■ **Goal of the exercise**: Write out every line of the data below without any changes. Leave the pictures out.

Labeled point records

»»

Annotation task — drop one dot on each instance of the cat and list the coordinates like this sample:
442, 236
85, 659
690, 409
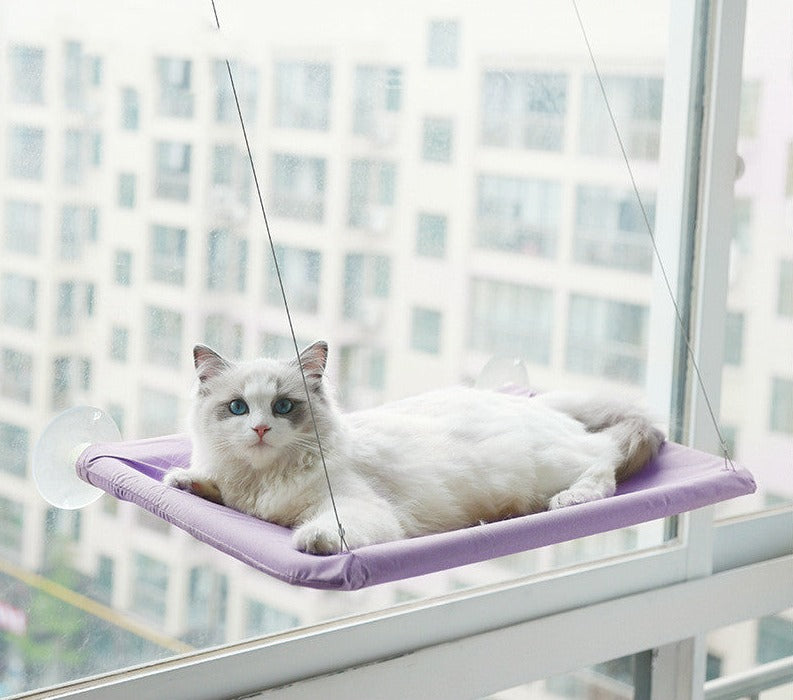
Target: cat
438, 461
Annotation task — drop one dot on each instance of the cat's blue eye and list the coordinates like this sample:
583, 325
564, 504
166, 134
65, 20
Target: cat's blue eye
283, 406
238, 407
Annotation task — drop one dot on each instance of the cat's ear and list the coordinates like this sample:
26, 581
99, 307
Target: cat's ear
313, 360
208, 363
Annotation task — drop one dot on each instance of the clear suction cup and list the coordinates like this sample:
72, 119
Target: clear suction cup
57, 451
501, 371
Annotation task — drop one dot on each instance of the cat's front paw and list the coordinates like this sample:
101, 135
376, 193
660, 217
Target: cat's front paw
313, 538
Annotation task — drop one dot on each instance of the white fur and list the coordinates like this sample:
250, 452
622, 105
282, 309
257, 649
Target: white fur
431, 463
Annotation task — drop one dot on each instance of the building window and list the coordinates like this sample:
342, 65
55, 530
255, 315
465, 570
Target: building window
637, 104
431, 236
14, 441
126, 190
122, 268
610, 229
784, 305
172, 176
372, 195
119, 341
378, 97
79, 225
26, 75
425, 333
511, 319
227, 261
443, 39
149, 587
367, 284
733, 338
130, 109
22, 227
524, 110
518, 214
18, 294
261, 618
158, 413
168, 254
26, 152
438, 137
606, 338
302, 95
16, 374
298, 187
781, 405
164, 337
246, 80
175, 96
300, 270
11, 528
224, 335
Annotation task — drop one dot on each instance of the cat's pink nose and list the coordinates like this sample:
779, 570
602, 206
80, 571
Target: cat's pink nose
261, 430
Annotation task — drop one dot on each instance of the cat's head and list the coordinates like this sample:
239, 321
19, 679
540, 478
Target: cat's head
256, 412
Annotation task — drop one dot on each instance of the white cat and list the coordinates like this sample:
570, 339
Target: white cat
438, 461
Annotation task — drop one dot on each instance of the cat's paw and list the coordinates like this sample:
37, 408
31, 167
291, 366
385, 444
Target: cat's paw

««

■ **Worked solution**:
Annotation task — drop one dot on each instance of the cat and list the coordinates like this sample:
442, 236
85, 659
690, 409
Target: cat
438, 461
Annotation task — drop one dot on each instance of the cat's blue eye and list the coordinates like this sample:
583, 325
564, 504
166, 134
65, 20
Target: cat's blue eye
283, 406
238, 407
Annotation task — drop one dot on each instance of the cat's ear and list the coordinates like this sample:
26, 581
99, 307
Target: cat's ear
313, 360
208, 363
Annotation task — drop one dot on each instance of the clear suction cup and list the coordinates like this sample:
72, 119
Target: clear suction cup
57, 451
501, 371
Annotation task — drop one dot on each instance of the cat's front paw and list the coordinates like this sample:
101, 135
376, 193
660, 217
Target: cat's front paw
313, 538
Annotation task — drop one dot on each instance of the white fur and list the coordinates like this sample:
250, 452
622, 105
282, 309
257, 649
Target: white fur
431, 463
Annotation task — drop one dot on each instance of the building window and list the coordinates like this sample:
342, 65
55, 530
255, 315
465, 570
Target: building window
637, 104
431, 236
14, 441
126, 190
122, 268
610, 229
784, 305
172, 176
372, 195
119, 341
378, 97
79, 225
26, 75
425, 333
511, 319
227, 261
443, 39
149, 587
367, 284
733, 338
130, 109
22, 227
524, 110
518, 214
18, 294
261, 618
158, 413
168, 254
26, 152
438, 137
606, 338
302, 95
16, 374
298, 187
781, 405
164, 337
246, 80
175, 96
300, 270
11, 528
224, 335
Annotation task — drop one dot on each instance of the cat's pink nose and list the coordinates like this sample:
779, 570
602, 206
80, 571
Target: cat's pink nose
261, 430
Annotation task — drop one dot on each instance of the cat's head and list the coordinates like this sample:
239, 321
19, 679
540, 478
Target: cat's head
256, 412
Annotation task — drop one dot on each instance of the white cat and list the coordinates like this sample:
570, 339
Target: white cat
438, 461
Annotation task — drop one dot on each instance of the cat's paw and list the coordinates like this sample:
37, 408
31, 167
291, 366
385, 444
Target: cat's paw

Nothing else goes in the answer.